Location labeling records
◇ ◇ ◇
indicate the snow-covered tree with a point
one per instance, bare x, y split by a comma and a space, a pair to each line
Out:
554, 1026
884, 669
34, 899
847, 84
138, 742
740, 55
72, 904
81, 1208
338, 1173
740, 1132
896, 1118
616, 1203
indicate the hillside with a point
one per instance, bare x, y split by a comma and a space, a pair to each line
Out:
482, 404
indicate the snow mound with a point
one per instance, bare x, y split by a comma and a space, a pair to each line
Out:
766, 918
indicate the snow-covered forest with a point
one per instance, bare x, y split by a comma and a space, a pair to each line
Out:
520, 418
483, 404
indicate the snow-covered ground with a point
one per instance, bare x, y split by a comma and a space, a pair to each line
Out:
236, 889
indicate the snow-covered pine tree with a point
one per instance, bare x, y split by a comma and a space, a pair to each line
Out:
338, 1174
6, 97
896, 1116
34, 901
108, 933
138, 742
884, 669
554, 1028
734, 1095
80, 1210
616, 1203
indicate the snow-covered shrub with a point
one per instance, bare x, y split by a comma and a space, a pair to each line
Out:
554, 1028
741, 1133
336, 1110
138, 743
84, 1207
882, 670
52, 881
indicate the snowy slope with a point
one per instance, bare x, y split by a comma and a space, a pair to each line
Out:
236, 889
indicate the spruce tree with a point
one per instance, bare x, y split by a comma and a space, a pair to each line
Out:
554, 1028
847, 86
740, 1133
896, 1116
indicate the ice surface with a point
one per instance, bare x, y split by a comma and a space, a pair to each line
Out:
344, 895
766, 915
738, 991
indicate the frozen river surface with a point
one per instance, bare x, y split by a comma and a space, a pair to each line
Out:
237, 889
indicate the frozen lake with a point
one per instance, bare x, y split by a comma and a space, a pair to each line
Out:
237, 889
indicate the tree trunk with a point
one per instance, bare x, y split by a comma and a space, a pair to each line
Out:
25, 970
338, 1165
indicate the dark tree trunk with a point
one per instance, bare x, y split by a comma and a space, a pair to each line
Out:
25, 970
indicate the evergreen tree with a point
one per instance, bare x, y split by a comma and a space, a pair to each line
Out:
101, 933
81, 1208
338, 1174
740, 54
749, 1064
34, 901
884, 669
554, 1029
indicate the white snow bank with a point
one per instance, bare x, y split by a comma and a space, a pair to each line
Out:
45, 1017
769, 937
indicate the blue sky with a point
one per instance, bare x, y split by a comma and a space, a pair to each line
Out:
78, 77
◇ ◇ ◇
» **Exercise instructions**
Retype exactly the lines from the one containing "indicate the snowy slope with a point" through the last line of the records above, including both.

» **The response**
indicate the snowy slope with a point
one per instance, bare x, y split by a comma and a space, a pair to each line
Out:
236, 889
indicate the spruce tree with a point
one per instance, bare x, y split by a comma and a space, a pair to each line
Out:
554, 1028
847, 86
740, 1133
896, 1116
indicate the ice surface with a point
one per instance, bare x, y split by a comma and a space, a pair to each line
Out:
344, 895
766, 915
738, 991
indicate the frozen river surface with a point
one per instance, bare x, y split by a comma and a space, a pair to each line
Out:
237, 889
indicate the frozen lake with a point
one per instance, bare x, y split by a comma and a space, a pair to each line
Out:
237, 889
indicate the tree trunk with a point
one per instance, bare x, y split by a comma and a space, a pair to each line
Out:
25, 970
338, 1165
indicate the dark tree trunk with a point
one per instance, bare x, y split by a comma and a space, a pair to each line
Out:
25, 970
indicate the evergreen tree with a point
one per instance, bare x, y split by a comma and a space, a pair to each line
Out:
101, 933
81, 1208
338, 1174
740, 54
749, 1064
34, 901
884, 669
554, 1029
indicate the white snow bank with a point
one per instance, bare x, y split by a comma and a space, a pair to each line
Out:
45, 1017
769, 937
indicate the blue sky with a point
one per instance, bare x, y split by a comma and a space, a pair to each line
Out:
78, 77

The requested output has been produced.